→ Instructions to follow: Transcribe the material below exactly as it appears.

Pointing and labeling entries:
────────────────────────────────────────

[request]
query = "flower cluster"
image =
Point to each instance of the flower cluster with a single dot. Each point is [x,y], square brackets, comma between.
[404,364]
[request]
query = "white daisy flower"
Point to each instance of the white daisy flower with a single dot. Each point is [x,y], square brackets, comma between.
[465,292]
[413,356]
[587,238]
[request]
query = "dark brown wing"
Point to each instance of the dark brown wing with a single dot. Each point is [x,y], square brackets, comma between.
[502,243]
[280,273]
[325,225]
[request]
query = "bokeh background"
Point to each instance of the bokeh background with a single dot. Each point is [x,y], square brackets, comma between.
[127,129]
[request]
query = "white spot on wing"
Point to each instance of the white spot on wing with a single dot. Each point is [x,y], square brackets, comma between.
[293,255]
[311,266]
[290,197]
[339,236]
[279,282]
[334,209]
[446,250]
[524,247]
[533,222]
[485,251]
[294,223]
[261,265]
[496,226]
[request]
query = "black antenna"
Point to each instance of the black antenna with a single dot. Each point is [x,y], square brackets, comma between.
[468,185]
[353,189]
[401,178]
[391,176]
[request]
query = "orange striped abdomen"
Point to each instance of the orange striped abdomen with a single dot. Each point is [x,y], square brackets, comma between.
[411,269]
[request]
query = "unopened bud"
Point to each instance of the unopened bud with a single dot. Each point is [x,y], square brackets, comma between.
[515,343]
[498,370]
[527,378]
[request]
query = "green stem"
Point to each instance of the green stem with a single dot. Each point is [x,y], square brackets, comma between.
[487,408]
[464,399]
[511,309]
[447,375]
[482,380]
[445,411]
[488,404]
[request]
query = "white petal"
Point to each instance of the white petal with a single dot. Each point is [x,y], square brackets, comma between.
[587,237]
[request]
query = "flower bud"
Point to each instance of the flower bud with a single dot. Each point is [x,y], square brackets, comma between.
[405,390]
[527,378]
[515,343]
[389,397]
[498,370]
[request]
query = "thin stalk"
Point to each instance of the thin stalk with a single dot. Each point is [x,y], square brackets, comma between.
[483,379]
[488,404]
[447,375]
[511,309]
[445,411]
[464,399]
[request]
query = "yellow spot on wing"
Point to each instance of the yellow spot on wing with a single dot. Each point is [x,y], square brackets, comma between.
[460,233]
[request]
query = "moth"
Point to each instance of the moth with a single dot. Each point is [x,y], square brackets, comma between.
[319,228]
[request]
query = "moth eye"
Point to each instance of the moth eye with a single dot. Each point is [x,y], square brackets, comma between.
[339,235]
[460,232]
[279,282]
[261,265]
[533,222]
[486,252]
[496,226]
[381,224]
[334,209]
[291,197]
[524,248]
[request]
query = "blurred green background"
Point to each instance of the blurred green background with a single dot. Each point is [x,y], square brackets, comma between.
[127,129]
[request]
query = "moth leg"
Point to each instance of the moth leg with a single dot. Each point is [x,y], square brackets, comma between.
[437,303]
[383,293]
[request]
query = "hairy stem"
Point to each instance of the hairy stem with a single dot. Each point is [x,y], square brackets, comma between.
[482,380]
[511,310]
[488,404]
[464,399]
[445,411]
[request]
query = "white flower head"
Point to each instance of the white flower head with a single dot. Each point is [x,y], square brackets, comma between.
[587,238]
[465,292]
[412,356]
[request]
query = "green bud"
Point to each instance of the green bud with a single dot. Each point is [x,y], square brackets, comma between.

────────────────────────────────────────

→ Task response:
[request]
query = "flower cluster"
image =
Point to each instance of the flower cluster with a single dot. Each point is [x,y], square brackets, comma between.
[404,364]
[request]
query = "white daisy flower"
Point to each instance of the white daisy flower with a single dot. Each point is [x,y], square brackets, comma between.
[465,292]
[413,356]
[587,238]
[request]
query = "dark brown wing"
Point to each instance of the dark brown wing with a single dot. Each point is [x,y], square brackets, comma between.
[502,243]
[280,273]
[325,225]
[request]
query = "bokeh background"
Point to each instance of the bokeh background with a single dot. Each point is [x,y], square brackets, comma between.
[127,129]
[request]
query = "white spot on wing"
Point to each instance of the white spot on wing with a single dot. Each point is [x,y], square brackets, comma between.
[293,255]
[311,266]
[290,197]
[339,236]
[279,282]
[334,209]
[446,250]
[524,247]
[533,222]
[485,251]
[294,223]
[261,265]
[496,226]
[request]
query = "black antenna"
Point to each instance of the black antenna with a single dot. Each point is [x,y], square brackets, comma between.
[468,185]
[353,189]
[401,178]
[391,176]
[request]
query = "orange striped abdomen"
Point to each instance of the orange striped abdomen with a single dot. Each point is [x,y], square brackets, comma between.
[411,269]
[request]
query = "unopened bud"
Point to each instance of the unopened bud with a single dot. Each point is [x,y], square brackets, comma between.
[515,343]
[498,370]
[527,378]
[request]
query = "green stem"
Point to each instance of the green stem with a single dot. Each point is [x,y], square brackets, comma between.
[487,408]
[464,399]
[511,309]
[447,375]
[482,380]
[445,411]
[488,404]
[request]
query = "white petal"
Point to each instance of the white petal with a single dot. Each point is [x,y], square brackets, comma between.
[587,237]
[request]
query = "flower bud"
Point to each instance of the flower bud with a single dot. Each point is [x,y], square brackets, comma between.
[405,390]
[527,378]
[515,343]
[389,397]
[498,370]
[request]
query = "thin stalk"
Point to each instance of the thin stalk with a single dot. Each point is [x,y], square brackets, comma between.
[483,379]
[488,404]
[447,375]
[511,309]
[445,411]
[464,399]
[request]
query = "yellow spot on wing"
Point to each instance of the yellow spot on wing with a single dot. Each point is [x,y], square brackets, comma between.
[460,233]
[request]
query = "moth"
Point to each instance of the moth with a single dot. Each point is [x,y], square brackets, comma between.
[319,228]
[request]
query = "moth eye"
Point to each instance of the moth eye with a single dot. Each point is [x,y], square brackets, comma between.
[339,235]
[460,232]
[279,282]
[261,265]
[533,222]
[486,252]
[496,226]
[381,224]
[334,209]
[291,197]
[524,248]
[request]
query = "blurred green background"
Point to each instance of the blurred green background with a single dot. Each point is [x,y], square brackets, comma between.
[127,129]
[request]
query = "moth leg"
Point to each instance of the moth leg with a single dot. Each point is [x,y], square brackets, comma between.
[437,303]
[383,293]
[request]
query = "hairy stem"
Point to each instance of the hairy stem with a single dot. Each point is [x,y], square brackets, comma between.
[482,380]
[511,310]
[488,404]
[464,399]
[445,411]
[request]
query = "white flower head"
Point to each instance of the white flower head with a single dot. Each point is [x,y], square brackets, comma between.
[587,238]
[465,292]
[412,356]
[request]
query = "green bud"
Point to each instance of the green bud with a single dot. Each point is [x,y], square brackets, comma between.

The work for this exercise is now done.